TASK TO CARRY OUT -
Given the records below, would you repeat exactly the lines that begin at the one containing "Thanks for the photo. Could you please mark the silver" and end at the one containing "the snow-covered conifer", inclusive?

INFORMATION SUPPLIED -
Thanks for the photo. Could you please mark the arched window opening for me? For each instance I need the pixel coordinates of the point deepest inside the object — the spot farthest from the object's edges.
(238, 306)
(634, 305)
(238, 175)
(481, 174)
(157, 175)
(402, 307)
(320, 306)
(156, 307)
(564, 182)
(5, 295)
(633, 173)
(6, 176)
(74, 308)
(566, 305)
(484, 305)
---
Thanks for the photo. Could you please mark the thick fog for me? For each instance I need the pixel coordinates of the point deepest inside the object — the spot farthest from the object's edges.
---
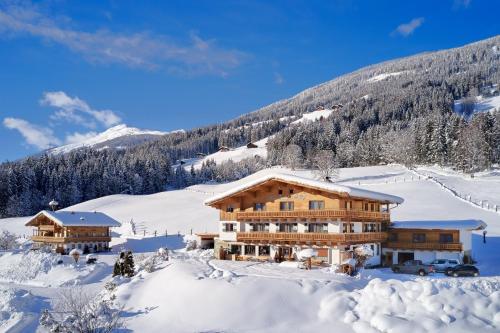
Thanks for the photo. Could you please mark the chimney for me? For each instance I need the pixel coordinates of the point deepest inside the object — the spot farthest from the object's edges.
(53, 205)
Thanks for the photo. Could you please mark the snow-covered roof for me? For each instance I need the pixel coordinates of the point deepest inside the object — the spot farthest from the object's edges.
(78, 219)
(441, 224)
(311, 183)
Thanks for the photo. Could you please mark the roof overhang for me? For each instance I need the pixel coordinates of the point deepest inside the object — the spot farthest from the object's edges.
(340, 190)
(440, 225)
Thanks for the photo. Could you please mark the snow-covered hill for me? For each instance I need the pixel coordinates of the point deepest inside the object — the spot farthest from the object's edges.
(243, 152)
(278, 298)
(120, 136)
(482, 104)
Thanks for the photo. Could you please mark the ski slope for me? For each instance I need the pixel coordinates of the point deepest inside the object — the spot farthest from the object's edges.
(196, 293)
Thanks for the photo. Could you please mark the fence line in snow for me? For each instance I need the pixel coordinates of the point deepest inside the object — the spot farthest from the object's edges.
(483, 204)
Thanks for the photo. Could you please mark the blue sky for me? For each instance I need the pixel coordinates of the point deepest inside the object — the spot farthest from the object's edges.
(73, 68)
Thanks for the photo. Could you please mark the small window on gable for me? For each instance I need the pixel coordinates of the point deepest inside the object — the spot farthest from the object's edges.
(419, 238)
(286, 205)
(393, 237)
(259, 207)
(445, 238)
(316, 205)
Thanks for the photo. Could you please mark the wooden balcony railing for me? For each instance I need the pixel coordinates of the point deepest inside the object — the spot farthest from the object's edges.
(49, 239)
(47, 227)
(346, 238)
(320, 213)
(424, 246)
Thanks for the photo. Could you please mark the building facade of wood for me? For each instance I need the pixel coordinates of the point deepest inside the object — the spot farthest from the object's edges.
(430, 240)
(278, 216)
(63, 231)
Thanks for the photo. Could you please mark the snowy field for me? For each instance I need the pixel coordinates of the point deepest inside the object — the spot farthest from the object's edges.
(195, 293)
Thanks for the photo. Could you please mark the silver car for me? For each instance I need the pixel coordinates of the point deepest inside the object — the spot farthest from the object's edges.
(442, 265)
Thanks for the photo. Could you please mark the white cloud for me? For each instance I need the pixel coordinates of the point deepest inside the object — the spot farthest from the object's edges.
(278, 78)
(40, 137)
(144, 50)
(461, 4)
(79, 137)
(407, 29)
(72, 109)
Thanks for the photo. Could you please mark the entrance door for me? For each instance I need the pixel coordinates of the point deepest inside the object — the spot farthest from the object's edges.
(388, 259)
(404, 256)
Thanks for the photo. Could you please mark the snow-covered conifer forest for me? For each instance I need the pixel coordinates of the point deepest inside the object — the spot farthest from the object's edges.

YOUR RESPONSE -
Thanks for the photo. Could you please mark the silver car for me? For each instance I need the pixel coordinates of the point deepest inside the object — the spot farthest from the object's edges.
(442, 265)
Thanks for the photo. Could you please mark the white cloud for me? For each instance I need the pixel coordinates of the point deepest inside the object — the spot farthest from the object's edges.
(278, 78)
(40, 137)
(144, 50)
(461, 4)
(79, 137)
(407, 29)
(72, 109)
Thanks for the photo. Could you please mark the entrance door for me? For each instance I need the pixel coordinates of the point deepest inside the object — the spot farthest from the object's edges.
(388, 259)
(404, 256)
Thanks for the photo. Could you please mark the snow-covered conifer forest for me? For each instance I need the pixel coordinates of the point deepest inside the object — the spot farthest from the object's edges.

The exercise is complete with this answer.